→ **Records for this exercise**
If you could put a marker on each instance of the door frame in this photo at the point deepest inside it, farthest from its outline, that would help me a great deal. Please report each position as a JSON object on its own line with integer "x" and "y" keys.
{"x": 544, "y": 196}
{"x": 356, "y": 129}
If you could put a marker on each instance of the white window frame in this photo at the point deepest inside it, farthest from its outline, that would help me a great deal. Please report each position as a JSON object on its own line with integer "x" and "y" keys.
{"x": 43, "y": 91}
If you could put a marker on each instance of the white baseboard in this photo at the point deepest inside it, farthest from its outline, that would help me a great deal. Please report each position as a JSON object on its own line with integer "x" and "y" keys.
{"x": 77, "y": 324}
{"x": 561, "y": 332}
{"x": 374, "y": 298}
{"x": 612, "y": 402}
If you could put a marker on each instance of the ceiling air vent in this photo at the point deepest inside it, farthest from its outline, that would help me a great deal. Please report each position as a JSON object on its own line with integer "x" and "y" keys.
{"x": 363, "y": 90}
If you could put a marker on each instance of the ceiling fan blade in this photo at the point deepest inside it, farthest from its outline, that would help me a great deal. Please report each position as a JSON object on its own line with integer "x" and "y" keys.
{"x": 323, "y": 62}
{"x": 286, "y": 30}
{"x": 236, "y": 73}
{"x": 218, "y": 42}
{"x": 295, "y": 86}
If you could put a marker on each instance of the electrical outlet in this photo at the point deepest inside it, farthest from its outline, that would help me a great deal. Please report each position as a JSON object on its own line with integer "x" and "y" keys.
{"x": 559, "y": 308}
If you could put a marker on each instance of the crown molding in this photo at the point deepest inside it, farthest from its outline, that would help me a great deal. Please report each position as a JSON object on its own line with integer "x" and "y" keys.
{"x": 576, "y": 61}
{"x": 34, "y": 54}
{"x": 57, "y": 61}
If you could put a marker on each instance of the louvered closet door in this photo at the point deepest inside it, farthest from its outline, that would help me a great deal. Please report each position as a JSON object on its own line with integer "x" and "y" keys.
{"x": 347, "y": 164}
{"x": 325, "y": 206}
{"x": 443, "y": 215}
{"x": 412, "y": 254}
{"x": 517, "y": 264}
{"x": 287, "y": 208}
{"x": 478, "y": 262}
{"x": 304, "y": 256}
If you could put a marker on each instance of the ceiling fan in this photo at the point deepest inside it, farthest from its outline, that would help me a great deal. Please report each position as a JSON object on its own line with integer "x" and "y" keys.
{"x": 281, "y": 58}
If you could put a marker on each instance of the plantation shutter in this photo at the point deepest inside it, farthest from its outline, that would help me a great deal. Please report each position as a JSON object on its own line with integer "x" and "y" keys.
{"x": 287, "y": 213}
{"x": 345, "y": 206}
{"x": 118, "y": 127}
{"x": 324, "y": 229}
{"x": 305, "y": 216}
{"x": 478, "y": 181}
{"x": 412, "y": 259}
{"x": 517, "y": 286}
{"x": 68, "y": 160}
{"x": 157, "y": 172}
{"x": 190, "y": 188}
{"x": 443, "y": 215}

→ **What the task requires**
All the data above should be restated in full, exactly.

→ **Result of this exercise**
If you could put a marker on each instance of the door frame in this photo at the point deepest inside it, farthest from its outline, that would help me a great deal. Please report each position as a JSON object on its own line with integer "x" and "y" keys.
{"x": 544, "y": 196}
{"x": 356, "y": 129}
If you could put a marker on each instance of the white window frame in this photo at the point deepest inside it, farthest from its outline, that would help me a great deal. Please report each position as a JSON object on its own line with integer "x" and "y" keys.
{"x": 43, "y": 91}
If you could put a marker on each instance of the white baseboard in this photo at the point deepest inside it, farthest from its outline, that would help me a great deal. Please report each position as a JSON object on its own line with integer "x" and "y" keys.
{"x": 77, "y": 324}
{"x": 561, "y": 332}
{"x": 374, "y": 298}
{"x": 612, "y": 402}
If you could put a marker on each instance of the ceiling air vent in this photo at the point deepest inside it, farthest from its outline, that would help me a great deal. Please report each position as a JSON object on its own line with integer "x" and "y" keys.
{"x": 363, "y": 90}
If you could put a marker on each instance of the ceiling fan blade in this photo at the point deepest inside it, farthest from its outline, that would help me a great deal. Please report each position as a JSON object on its own line with integer "x" and "y" keys.
{"x": 323, "y": 62}
{"x": 286, "y": 30}
{"x": 236, "y": 73}
{"x": 218, "y": 42}
{"x": 295, "y": 86}
If you could put a marker on each instance of the electrical outlet in this photo at the point deepest inside it, farthest from its outline, that would help me a great deal. Please report each position as a JSON object on its own line with integer "x" and "y" keys.
{"x": 559, "y": 308}
If you could put a marker on each instance of the crown molding in this photo at the point deepest inside it, farthest from its outline, that would help me a great deal. Please report each position as a JSON object on its own line with integer "x" and "y" keys.
{"x": 576, "y": 61}
{"x": 34, "y": 54}
{"x": 57, "y": 61}
If you could put a marker on each instance of the louvered closet door in this photo at the point deepest inside it, farthest from its outline, that would help me a great deal. Please report each position as a JSON object on its own line with integer "x" and "y" keys.
{"x": 347, "y": 164}
{"x": 325, "y": 206}
{"x": 443, "y": 215}
{"x": 412, "y": 254}
{"x": 517, "y": 264}
{"x": 287, "y": 208}
{"x": 478, "y": 262}
{"x": 304, "y": 256}
If you could put a marker on each instance of the ceiling fan in this photo at the point deepest inside it, farthest from its outline, that would help me a great deal. Please report each position as a JSON object on its own line with integer "x" and "y" keys.
{"x": 281, "y": 58}
If you could put a marker on each instance of the plantation shutter in this photo at the point deepest inside it, farthest from its outline, that would help me a great deal. Please report each position as a JSON object on its own line with integer "x" and "y" keys.
{"x": 287, "y": 213}
{"x": 345, "y": 206}
{"x": 118, "y": 127}
{"x": 324, "y": 229}
{"x": 305, "y": 216}
{"x": 478, "y": 181}
{"x": 412, "y": 259}
{"x": 517, "y": 286}
{"x": 68, "y": 160}
{"x": 157, "y": 172}
{"x": 190, "y": 188}
{"x": 443, "y": 215}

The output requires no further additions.